§ **Instruction**: Copy the rows from the line containing "[point] every instance of the rear wheel" through the last row, including the request lines. In the answers, shift every x and y coordinate up by 112.

§ **Information provided**:
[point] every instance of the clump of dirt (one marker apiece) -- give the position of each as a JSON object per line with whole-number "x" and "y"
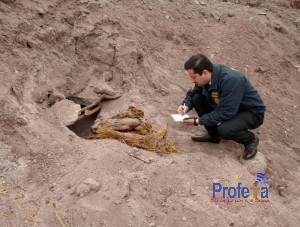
{"x": 137, "y": 132}
{"x": 53, "y": 51}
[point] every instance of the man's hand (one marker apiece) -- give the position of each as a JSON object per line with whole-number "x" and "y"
{"x": 182, "y": 109}
{"x": 190, "y": 121}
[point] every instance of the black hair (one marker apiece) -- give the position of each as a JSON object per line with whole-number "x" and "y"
{"x": 198, "y": 63}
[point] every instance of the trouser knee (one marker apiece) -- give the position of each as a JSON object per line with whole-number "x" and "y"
{"x": 225, "y": 132}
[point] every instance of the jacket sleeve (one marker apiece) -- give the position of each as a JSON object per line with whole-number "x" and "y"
{"x": 189, "y": 95}
{"x": 231, "y": 94}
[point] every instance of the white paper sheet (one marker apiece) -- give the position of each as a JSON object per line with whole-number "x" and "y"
{"x": 179, "y": 117}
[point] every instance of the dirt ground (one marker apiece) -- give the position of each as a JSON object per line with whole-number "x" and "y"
{"x": 52, "y": 50}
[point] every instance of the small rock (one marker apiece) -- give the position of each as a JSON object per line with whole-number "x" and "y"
{"x": 117, "y": 201}
{"x": 260, "y": 70}
{"x": 25, "y": 26}
{"x": 66, "y": 111}
{"x": 297, "y": 22}
{"x": 107, "y": 76}
{"x": 255, "y": 165}
{"x": 104, "y": 89}
{"x": 84, "y": 215}
{"x": 55, "y": 96}
{"x": 296, "y": 3}
{"x": 106, "y": 197}
{"x": 83, "y": 189}
{"x": 253, "y": 3}
{"x": 4, "y": 150}
{"x": 216, "y": 14}
{"x": 41, "y": 12}
{"x": 95, "y": 186}
{"x": 192, "y": 192}
{"x": 279, "y": 28}
{"x": 70, "y": 20}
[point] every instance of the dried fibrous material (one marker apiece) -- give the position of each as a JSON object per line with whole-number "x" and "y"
{"x": 128, "y": 127}
{"x": 131, "y": 112}
{"x": 154, "y": 141}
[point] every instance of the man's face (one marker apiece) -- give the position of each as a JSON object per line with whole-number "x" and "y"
{"x": 200, "y": 80}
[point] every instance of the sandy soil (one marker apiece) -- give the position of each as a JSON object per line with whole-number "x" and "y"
{"x": 137, "y": 48}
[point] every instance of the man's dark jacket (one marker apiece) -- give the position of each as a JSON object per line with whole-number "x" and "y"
{"x": 229, "y": 93}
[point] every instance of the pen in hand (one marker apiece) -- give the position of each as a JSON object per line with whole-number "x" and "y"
{"x": 183, "y": 109}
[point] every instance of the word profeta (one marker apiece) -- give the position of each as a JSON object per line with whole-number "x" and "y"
{"x": 239, "y": 191}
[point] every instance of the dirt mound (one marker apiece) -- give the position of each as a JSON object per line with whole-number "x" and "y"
{"x": 80, "y": 50}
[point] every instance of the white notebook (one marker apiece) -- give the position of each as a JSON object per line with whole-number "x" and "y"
{"x": 179, "y": 117}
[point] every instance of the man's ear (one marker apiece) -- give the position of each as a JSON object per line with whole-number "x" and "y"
{"x": 206, "y": 73}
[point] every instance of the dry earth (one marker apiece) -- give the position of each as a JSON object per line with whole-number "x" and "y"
{"x": 52, "y": 50}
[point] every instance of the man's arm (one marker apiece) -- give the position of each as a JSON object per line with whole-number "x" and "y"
{"x": 232, "y": 91}
{"x": 189, "y": 95}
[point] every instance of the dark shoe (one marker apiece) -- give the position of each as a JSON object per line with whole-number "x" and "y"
{"x": 206, "y": 138}
{"x": 251, "y": 149}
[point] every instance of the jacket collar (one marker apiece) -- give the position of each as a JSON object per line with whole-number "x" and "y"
{"x": 215, "y": 77}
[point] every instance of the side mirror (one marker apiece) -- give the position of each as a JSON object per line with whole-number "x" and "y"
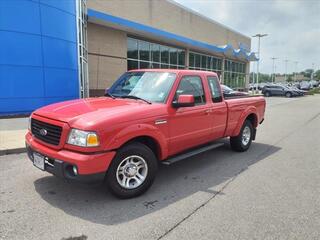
{"x": 184, "y": 101}
{"x": 106, "y": 91}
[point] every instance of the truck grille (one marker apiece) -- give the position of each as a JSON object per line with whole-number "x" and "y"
{"x": 46, "y": 132}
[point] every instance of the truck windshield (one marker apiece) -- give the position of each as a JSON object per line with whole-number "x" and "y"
{"x": 151, "y": 86}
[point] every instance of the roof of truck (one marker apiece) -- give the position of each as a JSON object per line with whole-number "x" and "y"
{"x": 188, "y": 71}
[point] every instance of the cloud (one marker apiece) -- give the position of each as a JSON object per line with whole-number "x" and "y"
{"x": 293, "y": 27}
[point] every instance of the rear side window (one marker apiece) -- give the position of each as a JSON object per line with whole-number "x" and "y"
{"x": 214, "y": 88}
{"x": 191, "y": 85}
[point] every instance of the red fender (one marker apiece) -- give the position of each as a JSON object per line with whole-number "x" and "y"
{"x": 140, "y": 130}
{"x": 243, "y": 117}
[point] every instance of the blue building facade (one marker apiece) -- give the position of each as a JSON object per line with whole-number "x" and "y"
{"x": 39, "y": 55}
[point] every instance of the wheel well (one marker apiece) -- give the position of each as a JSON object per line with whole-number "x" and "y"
{"x": 253, "y": 119}
{"x": 149, "y": 142}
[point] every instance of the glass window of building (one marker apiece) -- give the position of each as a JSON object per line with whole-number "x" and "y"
{"x": 143, "y": 54}
{"x": 204, "y": 62}
{"x": 234, "y": 74}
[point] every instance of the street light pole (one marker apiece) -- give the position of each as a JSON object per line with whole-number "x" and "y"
{"x": 296, "y": 68}
{"x": 312, "y": 71}
{"x": 273, "y": 70}
{"x": 285, "y": 74}
{"x": 258, "y": 35}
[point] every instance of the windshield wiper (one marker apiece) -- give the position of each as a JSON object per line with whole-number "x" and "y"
{"x": 107, "y": 94}
{"x": 135, "y": 97}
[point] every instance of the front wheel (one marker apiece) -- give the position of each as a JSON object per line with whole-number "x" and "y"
{"x": 132, "y": 171}
{"x": 243, "y": 141}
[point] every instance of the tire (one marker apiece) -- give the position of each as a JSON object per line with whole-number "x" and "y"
{"x": 132, "y": 162}
{"x": 242, "y": 142}
{"x": 267, "y": 94}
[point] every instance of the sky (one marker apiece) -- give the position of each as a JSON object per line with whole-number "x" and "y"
{"x": 293, "y": 28}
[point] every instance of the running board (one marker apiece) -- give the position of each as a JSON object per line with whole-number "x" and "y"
{"x": 191, "y": 153}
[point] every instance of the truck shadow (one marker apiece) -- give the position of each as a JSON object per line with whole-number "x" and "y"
{"x": 202, "y": 173}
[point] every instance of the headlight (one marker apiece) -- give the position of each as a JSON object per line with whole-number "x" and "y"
{"x": 83, "y": 138}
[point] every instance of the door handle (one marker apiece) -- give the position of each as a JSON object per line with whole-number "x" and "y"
{"x": 208, "y": 111}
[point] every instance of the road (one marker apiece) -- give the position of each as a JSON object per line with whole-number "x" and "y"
{"x": 269, "y": 192}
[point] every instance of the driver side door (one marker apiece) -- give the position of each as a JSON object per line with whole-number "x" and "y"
{"x": 189, "y": 126}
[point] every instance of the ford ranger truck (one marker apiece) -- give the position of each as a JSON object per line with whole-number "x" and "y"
{"x": 146, "y": 117}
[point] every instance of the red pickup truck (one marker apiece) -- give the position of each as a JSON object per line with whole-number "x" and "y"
{"x": 146, "y": 117}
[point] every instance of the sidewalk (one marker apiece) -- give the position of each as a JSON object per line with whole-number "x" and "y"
{"x": 12, "y": 132}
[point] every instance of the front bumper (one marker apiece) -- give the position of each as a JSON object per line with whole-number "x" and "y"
{"x": 91, "y": 167}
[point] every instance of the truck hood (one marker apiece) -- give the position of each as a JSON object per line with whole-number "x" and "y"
{"x": 87, "y": 112}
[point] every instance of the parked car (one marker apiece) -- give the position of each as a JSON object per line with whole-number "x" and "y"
{"x": 299, "y": 91}
{"x": 229, "y": 92}
{"x": 314, "y": 83}
{"x": 148, "y": 117}
{"x": 278, "y": 90}
{"x": 305, "y": 85}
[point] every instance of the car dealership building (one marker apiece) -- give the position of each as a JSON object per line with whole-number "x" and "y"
{"x": 60, "y": 50}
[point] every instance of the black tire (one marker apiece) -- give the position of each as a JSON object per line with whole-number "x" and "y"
{"x": 267, "y": 94}
{"x": 132, "y": 149}
{"x": 237, "y": 143}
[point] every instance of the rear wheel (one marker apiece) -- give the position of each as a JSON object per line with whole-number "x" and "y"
{"x": 132, "y": 171}
{"x": 243, "y": 141}
{"x": 267, "y": 94}
{"x": 288, "y": 94}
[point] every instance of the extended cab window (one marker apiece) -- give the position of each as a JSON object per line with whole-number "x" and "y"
{"x": 215, "y": 89}
{"x": 191, "y": 85}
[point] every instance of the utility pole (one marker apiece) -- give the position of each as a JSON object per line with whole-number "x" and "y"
{"x": 273, "y": 78}
{"x": 285, "y": 75}
{"x": 258, "y": 35}
{"x": 312, "y": 71}
{"x": 296, "y": 69}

§ **Written response**:
[point] every instance of the rear wheel (one marker apiece) -- give the position of each as a JSON object per line with whole-number "x" and "y"
{"x": 244, "y": 283}
{"x": 355, "y": 253}
{"x": 379, "y": 206}
{"x": 400, "y": 206}
[point] every instance of the extended cab window (one marker apiece) -- give the position of each as a JSON object per line with whole-number "x" and "y"
{"x": 327, "y": 201}
{"x": 303, "y": 197}
[point] every instance of the utility pole (one marker apiece) -- give the position of each as a JSON object per line with whole-number "x" and "y"
{"x": 385, "y": 190}
{"x": 397, "y": 187}
{"x": 370, "y": 147}
{"x": 424, "y": 183}
{"x": 408, "y": 181}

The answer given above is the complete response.